- **WHAT YOU SHOULD DO**
From the following material, say how many lines have "cliff" in them; write only the number.

- **INPUT**
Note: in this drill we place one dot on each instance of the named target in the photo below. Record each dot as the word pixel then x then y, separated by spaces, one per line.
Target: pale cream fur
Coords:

---

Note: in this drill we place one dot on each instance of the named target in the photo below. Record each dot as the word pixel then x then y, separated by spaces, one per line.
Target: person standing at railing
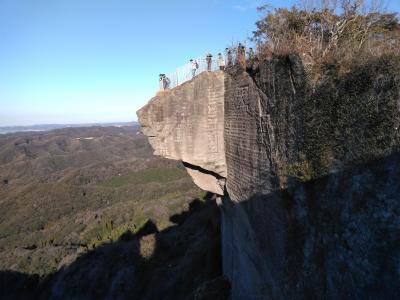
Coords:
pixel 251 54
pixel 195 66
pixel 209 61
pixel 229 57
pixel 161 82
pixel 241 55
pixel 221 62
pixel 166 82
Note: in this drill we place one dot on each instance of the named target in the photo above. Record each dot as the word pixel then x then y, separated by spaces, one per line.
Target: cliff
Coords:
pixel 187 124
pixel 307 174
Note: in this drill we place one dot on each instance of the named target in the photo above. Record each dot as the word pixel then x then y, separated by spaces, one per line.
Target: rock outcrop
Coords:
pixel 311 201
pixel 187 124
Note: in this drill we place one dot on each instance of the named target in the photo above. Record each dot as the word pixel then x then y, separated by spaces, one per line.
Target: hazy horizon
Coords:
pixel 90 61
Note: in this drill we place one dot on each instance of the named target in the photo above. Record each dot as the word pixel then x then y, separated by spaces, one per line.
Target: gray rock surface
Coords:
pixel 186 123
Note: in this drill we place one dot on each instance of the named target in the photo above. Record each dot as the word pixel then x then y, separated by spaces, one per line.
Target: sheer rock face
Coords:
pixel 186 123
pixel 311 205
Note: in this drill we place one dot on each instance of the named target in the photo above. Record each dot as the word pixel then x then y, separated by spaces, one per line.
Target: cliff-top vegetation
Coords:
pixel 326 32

- **FINISHED EXERCISE**
2